◆ **SOURCE TEXT**:
········

Census data also reflects the social structure of the parish in 1831. The pie chart in Figure 2 shows the proportion of Gilcrux's workforce in very broad categories. Half of the total population worked as labourers and servants on the parish farms, and were most likely employed by those in the 'Employers and Professionals' group, which make up almost a quarter of the total population.

==Governance==
Gilcrux is part of the Penrith and Solway constituency of the UK parliament.

For Local Government purposes it is administered as part of the Cumberland unitary authority. Between 1974 and 2023 it was governed by Allerdale Borough Council and Cumbria County Council. Before 1974 it was part of Cockermouth Rural District.

The village also has its own Parish Council together with part of Bullgill; Gilcrux Parish Council.

==Landmarks==
The village contains St Mary's Church, which sits atop of a mound in the centre of the village. The church dates back to Norman times and was renovated in the late 13th century. The church has an Anglo-Danish Norse cross on its roof, and contains a glass altar screen of Leonardo da Vinci's painting of The Last Supper.

Building work started on the village hall in January 2010, and was completed in March 2012, costing £580,000, much of which came from National Lottery funding. The refurbishments included a glass entrance lobby, more meeting rooms, a bar area and improved toilet facilities.

The village also contains the Beeches Caravan Park; the village’s close proximity to the Lake District make it an attractive location for tourists, with the caravan park being open all year round.

==Transport==
By road, Gilcrux is close to two major roads, the A596 which is around 2 mi north of the village, and the A595 which is around 3.7 mi to the south. These two roads link the village with the town of Carlisle which is around 23 mi away.

A bus service is the only form of Public Transport in Gilcrux. The 39 bus is active on Tuesdays and Fridays and completes its route from Bothel to Carlisle once on these days

The nearest train station is Aspatria railway station which is roughly 3.4 mi away from Gilcrux. The station runs trains everyday northbound towards and southbound towards .

==Demographics==
According to the United Kingdom Census 2001 the population of the parish was 303, with the parish containing 119 households in total. reducing at the 2011 Census to a population of 299 in 132 households.

········

[Records excerpted from a collection]
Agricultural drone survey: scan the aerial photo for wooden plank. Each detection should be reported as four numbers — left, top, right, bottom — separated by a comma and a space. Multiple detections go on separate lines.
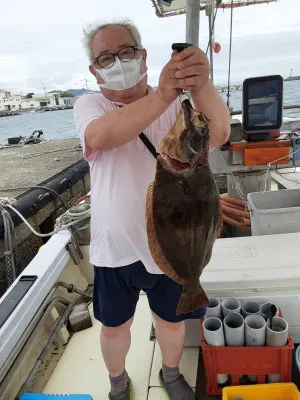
244, 147, 289, 166
230, 140, 293, 151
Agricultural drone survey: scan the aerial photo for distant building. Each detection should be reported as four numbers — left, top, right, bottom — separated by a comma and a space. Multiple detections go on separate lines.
0, 89, 22, 111
59, 97, 77, 106
0, 89, 77, 112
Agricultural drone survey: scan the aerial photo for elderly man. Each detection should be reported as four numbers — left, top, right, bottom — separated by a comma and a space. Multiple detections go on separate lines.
74, 21, 230, 400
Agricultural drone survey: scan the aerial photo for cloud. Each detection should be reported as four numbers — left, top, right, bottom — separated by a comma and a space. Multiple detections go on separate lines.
0, 0, 300, 93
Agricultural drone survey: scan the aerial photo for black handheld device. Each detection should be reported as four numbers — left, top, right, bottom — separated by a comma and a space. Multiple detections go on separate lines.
172, 43, 193, 52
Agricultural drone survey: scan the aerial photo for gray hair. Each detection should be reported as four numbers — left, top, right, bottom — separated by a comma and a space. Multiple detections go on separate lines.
82, 19, 143, 62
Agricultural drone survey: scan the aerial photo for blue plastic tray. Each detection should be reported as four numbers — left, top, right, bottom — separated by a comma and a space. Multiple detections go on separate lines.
20, 393, 93, 400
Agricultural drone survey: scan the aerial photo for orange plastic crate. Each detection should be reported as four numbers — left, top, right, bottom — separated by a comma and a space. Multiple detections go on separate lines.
200, 313, 294, 395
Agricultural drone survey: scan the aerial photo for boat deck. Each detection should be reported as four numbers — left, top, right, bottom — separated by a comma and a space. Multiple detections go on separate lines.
44, 294, 200, 400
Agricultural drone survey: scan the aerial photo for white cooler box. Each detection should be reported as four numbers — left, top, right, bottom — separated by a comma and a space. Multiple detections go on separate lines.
185, 233, 300, 346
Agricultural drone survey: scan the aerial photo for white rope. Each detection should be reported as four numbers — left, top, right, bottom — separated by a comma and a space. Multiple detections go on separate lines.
0, 198, 91, 237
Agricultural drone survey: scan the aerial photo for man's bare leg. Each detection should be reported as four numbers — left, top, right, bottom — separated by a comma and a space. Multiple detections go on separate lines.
153, 313, 185, 368
153, 314, 195, 400
100, 318, 133, 395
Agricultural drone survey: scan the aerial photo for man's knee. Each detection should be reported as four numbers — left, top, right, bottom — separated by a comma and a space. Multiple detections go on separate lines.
152, 313, 185, 331
101, 317, 133, 339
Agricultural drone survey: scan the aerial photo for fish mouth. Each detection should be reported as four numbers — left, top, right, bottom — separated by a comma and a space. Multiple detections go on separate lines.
162, 153, 191, 172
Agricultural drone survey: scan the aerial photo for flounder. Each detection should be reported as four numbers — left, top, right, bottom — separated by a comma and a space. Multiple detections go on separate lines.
146, 99, 223, 315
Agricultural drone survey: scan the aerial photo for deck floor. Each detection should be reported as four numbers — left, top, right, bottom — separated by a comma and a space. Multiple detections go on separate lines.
44, 294, 199, 400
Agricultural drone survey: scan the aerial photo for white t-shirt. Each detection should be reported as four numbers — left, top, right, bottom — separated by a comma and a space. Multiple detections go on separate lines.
73, 93, 180, 274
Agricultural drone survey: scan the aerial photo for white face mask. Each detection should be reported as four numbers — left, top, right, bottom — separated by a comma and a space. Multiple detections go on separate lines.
95, 57, 147, 90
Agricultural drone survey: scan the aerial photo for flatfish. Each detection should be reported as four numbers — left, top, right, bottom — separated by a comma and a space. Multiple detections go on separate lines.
146, 99, 223, 315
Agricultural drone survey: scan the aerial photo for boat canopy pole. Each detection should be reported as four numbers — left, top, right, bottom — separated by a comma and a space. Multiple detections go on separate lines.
185, 0, 200, 46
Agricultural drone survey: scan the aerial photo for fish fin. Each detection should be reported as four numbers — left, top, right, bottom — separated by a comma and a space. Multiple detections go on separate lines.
146, 183, 185, 284
216, 201, 223, 238
176, 284, 209, 315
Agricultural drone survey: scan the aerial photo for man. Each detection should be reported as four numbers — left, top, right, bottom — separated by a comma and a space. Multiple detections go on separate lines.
74, 21, 229, 400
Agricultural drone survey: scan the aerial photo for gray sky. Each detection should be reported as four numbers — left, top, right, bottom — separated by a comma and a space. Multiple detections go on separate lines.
0, 0, 300, 94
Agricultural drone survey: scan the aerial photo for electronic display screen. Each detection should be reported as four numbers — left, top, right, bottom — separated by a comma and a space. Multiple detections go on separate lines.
243, 75, 283, 132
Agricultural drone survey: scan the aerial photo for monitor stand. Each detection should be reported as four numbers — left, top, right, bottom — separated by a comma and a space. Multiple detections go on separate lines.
247, 132, 271, 142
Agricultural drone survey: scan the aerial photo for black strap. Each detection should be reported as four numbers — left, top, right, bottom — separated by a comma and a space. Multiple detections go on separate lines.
139, 132, 159, 158
117, 104, 159, 158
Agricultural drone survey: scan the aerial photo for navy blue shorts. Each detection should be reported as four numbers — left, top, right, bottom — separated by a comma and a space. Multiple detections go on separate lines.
94, 261, 206, 327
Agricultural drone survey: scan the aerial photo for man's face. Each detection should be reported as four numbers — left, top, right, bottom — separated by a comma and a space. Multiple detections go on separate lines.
90, 26, 147, 96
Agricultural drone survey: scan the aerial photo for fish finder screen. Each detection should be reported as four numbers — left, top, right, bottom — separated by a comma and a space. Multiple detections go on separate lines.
248, 80, 280, 128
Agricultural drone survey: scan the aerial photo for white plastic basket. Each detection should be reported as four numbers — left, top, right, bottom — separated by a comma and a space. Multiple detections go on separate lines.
247, 189, 300, 236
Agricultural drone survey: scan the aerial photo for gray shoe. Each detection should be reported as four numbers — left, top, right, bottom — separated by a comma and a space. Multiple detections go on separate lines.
108, 378, 133, 400
158, 370, 195, 400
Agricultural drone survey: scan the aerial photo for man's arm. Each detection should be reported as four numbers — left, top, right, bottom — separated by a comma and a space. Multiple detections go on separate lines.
85, 92, 170, 150
85, 61, 179, 150
191, 80, 230, 147
172, 46, 230, 147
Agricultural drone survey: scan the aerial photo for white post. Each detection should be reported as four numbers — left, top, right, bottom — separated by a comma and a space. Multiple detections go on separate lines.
185, 0, 200, 46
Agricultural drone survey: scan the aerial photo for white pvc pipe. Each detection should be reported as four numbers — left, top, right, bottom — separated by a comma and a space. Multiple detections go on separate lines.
224, 313, 245, 346
245, 315, 267, 383
267, 317, 289, 383
204, 297, 222, 319
203, 317, 228, 385
260, 303, 279, 316
245, 315, 267, 346
242, 301, 260, 318
222, 297, 241, 318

········

◆ **WHAT IS REQUIRED**: Please continue the passage on Gilcrux, picking up right after its final sentence. The data have no connection to the passage on Gilcrux.

◆ **RESULT**:
There are 145 people between the ages of 16 and 74 that are economically active, with 9 people in that age bracket unemployed and a further 66 economically inactive. Employment within the parish is split between the extractive and manufacturing industries, in which 41% of the population are employed, and the service industry, which employs the remaining 59% of the economically active employed population of Gilcrux.
The census data also allows us to see the mean distance that the residents of Gilcrux have to travel to their place of employment, the figure given is 14.55 mi; this could suggest that few people remain in the parish to work and instead commute to large settlements each day for work.

==Climate==

Climate data for Gilcrux, Cumbria, England
| Month | Jan | Feb | Mar | Apr | May | Jun | Jul | Aug | Sep | Oct | Nov | Dec | Year |
| Mean daily maximum °C (°F) | 6 (43) | 7 (45) | 9 (48) | 11 (52) | 15 (59) | 17 (63) | 19 (66) | 19 (66) | 16 (61) | 13 (55) | 9 (48) | 7 (45) | 12 (54) |
| Mean daily minimum °C (°F) | 2 (36) | 2 (36) | 3 (37) | 4 (39) | 6 (43) | 9 (48) | 12 (54) | 11 (52) | 9 (48) | 7 (45) | 4 (39) | 2 (36) | 6 (43) |
| Average precipitation cm (inches) | 9.39 (3.70) | 8.09 (3.19) | 7.33 (2.89) | 5.41 (2.13) | 5.62 (2.21) | 6.38 (2.51) | 6.14 (2.42) | 7.15 (2.81) | 8.32 (3.28) | 11.09 (4.37) | 9.85 (3.88) | 10.47 (4.12) | 95.24 (37.51) |
Source: www.bing.com

==Notable people==
- Dr William Perry Briggs, Medical Officer of Health to Aspatria Urban District Council (1892–1928)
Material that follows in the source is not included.